### WHAT THE TASK REQUIRES
Output the data below exactly. Leave nothing out.

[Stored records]
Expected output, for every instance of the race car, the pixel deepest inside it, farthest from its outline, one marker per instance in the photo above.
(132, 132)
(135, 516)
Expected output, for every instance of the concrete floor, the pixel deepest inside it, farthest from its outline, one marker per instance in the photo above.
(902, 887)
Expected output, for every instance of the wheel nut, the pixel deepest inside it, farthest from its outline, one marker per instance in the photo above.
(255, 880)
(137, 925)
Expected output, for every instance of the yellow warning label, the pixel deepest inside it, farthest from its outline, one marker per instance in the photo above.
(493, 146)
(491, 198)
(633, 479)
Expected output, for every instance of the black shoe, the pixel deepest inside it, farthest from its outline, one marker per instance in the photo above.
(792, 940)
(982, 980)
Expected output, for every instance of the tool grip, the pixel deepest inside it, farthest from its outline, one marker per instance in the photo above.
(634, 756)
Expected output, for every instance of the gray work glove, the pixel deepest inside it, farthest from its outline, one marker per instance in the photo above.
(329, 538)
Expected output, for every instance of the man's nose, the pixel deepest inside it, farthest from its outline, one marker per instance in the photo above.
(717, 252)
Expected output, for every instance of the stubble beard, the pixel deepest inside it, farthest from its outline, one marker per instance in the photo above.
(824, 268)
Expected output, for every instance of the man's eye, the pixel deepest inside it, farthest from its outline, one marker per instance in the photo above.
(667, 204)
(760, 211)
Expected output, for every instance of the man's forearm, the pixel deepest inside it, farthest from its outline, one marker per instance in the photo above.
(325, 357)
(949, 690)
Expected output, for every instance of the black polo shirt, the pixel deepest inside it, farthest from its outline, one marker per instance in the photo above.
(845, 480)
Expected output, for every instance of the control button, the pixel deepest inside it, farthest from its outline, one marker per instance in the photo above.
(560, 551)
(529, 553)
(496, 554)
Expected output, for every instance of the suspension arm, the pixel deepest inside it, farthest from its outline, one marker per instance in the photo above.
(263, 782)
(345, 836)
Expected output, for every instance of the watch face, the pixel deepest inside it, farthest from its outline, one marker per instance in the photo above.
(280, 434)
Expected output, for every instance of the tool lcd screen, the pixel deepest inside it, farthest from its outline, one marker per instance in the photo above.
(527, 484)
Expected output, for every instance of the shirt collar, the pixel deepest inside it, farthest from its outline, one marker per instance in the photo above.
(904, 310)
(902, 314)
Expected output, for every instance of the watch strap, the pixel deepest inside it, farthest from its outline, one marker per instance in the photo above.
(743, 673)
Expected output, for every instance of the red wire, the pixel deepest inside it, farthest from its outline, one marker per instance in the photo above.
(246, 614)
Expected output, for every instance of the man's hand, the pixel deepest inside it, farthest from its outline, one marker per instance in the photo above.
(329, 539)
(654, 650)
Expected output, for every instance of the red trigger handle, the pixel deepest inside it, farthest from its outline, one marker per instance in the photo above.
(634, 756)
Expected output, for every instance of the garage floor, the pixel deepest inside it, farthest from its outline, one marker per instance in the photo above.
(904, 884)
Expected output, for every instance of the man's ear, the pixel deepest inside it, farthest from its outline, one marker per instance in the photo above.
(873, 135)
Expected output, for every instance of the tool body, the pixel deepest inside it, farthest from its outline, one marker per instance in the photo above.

### SOLUTION TO THIS EXERCISE
Expected output, for every instance of the race car, the pixel deepest inside it, farthest from its outline, one marker per instance in the photo above.
(132, 132)
(135, 516)
Expected output, for every instance of the concrete floor, the pixel deepest inside it, farthest from its outline, one marker per instance in the photo above.
(902, 887)
Expected output, for every instance of the wheel nut, the pixel deepest inside it, farthest from its outline, one marker per instance in the photo above.
(255, 880)
(137, 925)
Expected output, for every instance of the yellow warning label, the pixel deepest inside it, farthest from its outline, one marker per instance in the photo above.
(493, 146)
(491, 198)
(633, 479)
Expected output, for every instance of the black shoe, the pixel deepest inside it, farthest from its outline, one marker per instance in the photo above.
(792, 940)
(982, 980)
Expected output, for every instance of the tool grip, the pixel deepest inside it, farthest from its outline, one marker per instance in the photo above.
(634, 756)
Expected output, for every instance of the gray work glove, the pixel deepest inside it, farthest from its outline, one marker per instance in the photo above.
(329, 538)
Expected output, for every instance of the man's nose, the pixel deepest inside it, farthest from its outline, one marker per instance in the photo above.
(717, 252)
Expected output, for every instance of the stubble beard, the pixel deepest inside it, farthest from its outline, one marker per instance in the photo above.
(824, 268)
Expected output, for every instance of the man's eye, the pixel deepest inside it, farthest from its outline, one marker per instance in the photo above.
(667, 204)
(760, 211)
Expected output, for every instance of the man's forearm, the pixel deepest inside it, farthest from its outline, one marker per instance in the photo above.
(325, 357)
(949, 690)
Expected output, for every instance of the black polo shirt, the pixel deepest inside it, farthest from its outline, one marker per instance in the photo above.
(845, 480)
Expected output, for every instance of the control button, the pixel deepest inside it, farthest from its outline, one marker per instance in the photo above.
(560, 551)
(529, 553)
(496, 554)
Expected output, for every instance of the suspension arm, the pixel deepest inside it, farthest from its outline, one marker per instance in the photo above.
(263, 782)
(345, 836)
Expected output, for every instance of the watch face, the pixel deepest inside it, farthest from its outline, one marker per instance in the photo above.
(280, 434)
Expected output, for every instance of the tool lcd screen, the pixel deepest inside it, farthest from its outline, one marker per instance in the photo above.
(527, 484)
Expected output, for every instance of the shirt collar, the pixel deepest inside it, farthest from its outline, one marker per instance in the photo above.
(904, 310)
(902, 314)
Expected output, for every instance of the watch strap, the pixel deepest inside it, farthest from its outline, one marker per instance in the photo above.
(743, 673)
Expected output, for every instance of the red wire, the pixel deepest inside it, farthest from its outline, one marker per instance in the photo above.
(246, 614)
Expected output, for every instance of the man's hand, the pixel deepest inside it, farthest from its outline, one marker per instance in the photo above.
(329, 539)
(654, 650)
Expected output, for every instance of the red trigger handle, the pixel deepest inside it, farthest from its outline, one marker per instance in the photo above.
(634, 756)
Expected output, for every instance of the garage floor, the pixel deepest inside it, farthest from its outline, one marker per instance in the photo above.
(904, 884)
Expected output, for every instance of the man's ear, the pixel deepest inside it, farthest from its outline, one marker per instance in the photo above.
(873, 135)
Expected output, for every instance of the tool body, the pixel deepest inside it, farthest from its outline, one marker per instance in the photo above.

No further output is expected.